BIGLIETTO PER ANGELO 
di Riccardo Insolia

Caro Angelo, quando ripenso alle prime occasione di incontro con te e con la tua ricerca estetica sono sempre pervaso da una sorta di sbigottimento e mi chiedo da dove abbiano avuto origine alcuni elementi distintivi che nel tuo modo di fare arte erano immediatamente leggibili: una così grande libertà, una così forte autonomia, una così ostinata e semplice fiducia di poter operare con il suono, con il corpo, con il segno...

In un ambiente che preferiva ignorarti continuavi a proporre, a cercare, a produrre, trovando altrove riferimenti e apprezzamenti. Coraggio e semplicità umana, fantasia e piacere del suono senza etichette, senza diplomazie, senza frustrazioni. C’era quasi invidia (ma più giusto sarebbe parlare di ammirazione) in me per quello che uno tanto più giovane riusciva a realizzare, mentre io ancora, quasi da solo o con pochissimi altri, mi affannavo a mettere insieme a Catania un ensemble in grado di lavorare sul Novecento storico e sulla musica nuova. Intanto grazie a te e a Emanuele Casale e a Federico Incardona altri varchi si aprivano per me, nuove riflessioni e nuove dimensioni.

▸ Esercizio proposto A
Nel biglietto per Angelo, in quale città chi scrive si affannava a mettere insieme un ensemble?

▸ Voci dell'esercizio
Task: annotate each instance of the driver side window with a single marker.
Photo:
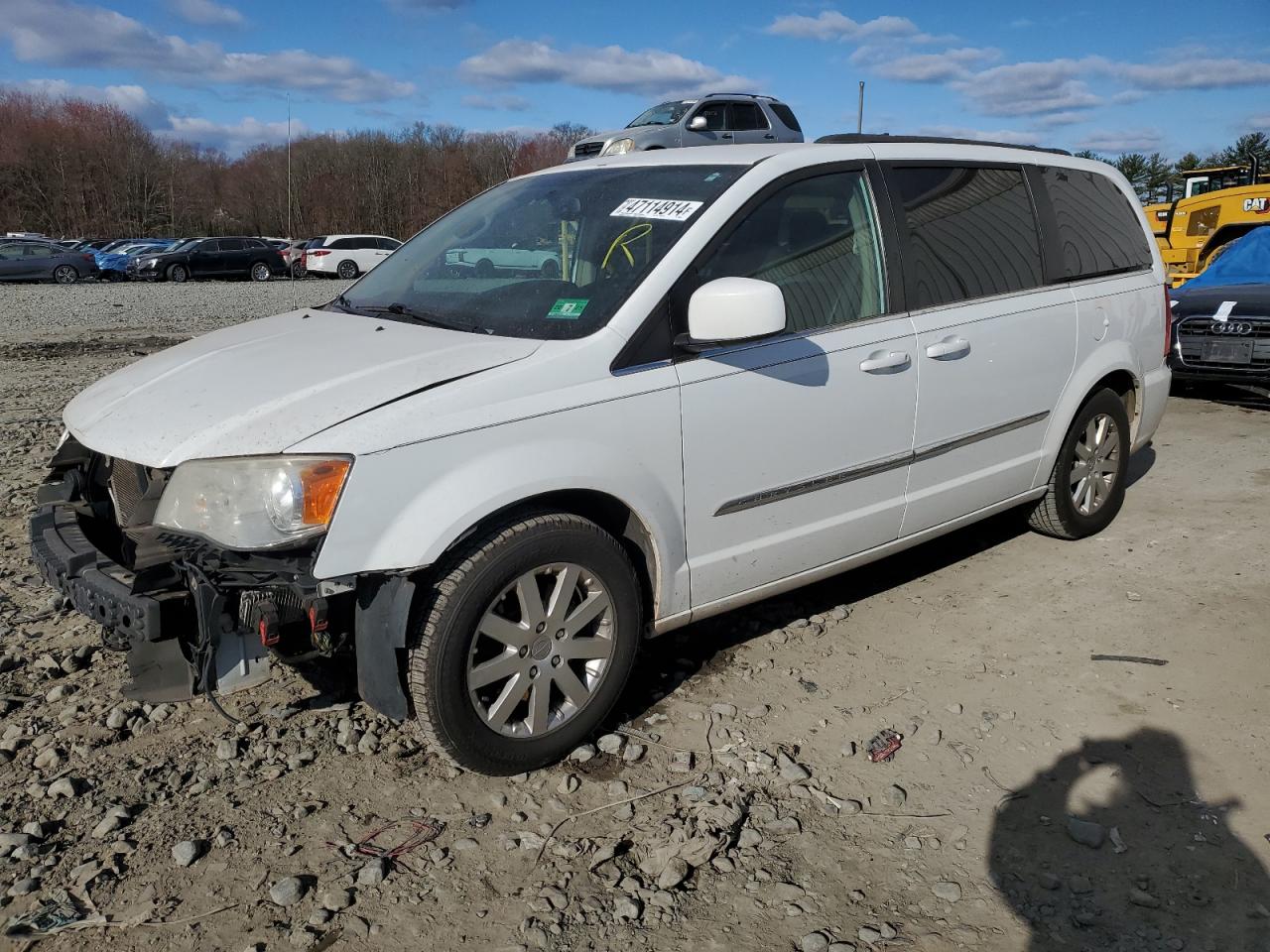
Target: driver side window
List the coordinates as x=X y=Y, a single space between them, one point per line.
x=817 y=240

▸ Esercizio proposto B
Riporta tutte le voci dell'esercizio qui sopra, richieste comprese, traslando di 126 ogni coordinata nelle risposte. Ometti le immagini.

▸ Soluzione A
A Catania.

▸ Soluzione B
Task: annotate each instance of the driver side window with a single marker.
Photo:
Target: driver side window
List the coordinates as x=X y=Y, a single space between them, one point per line.
x=943 y=366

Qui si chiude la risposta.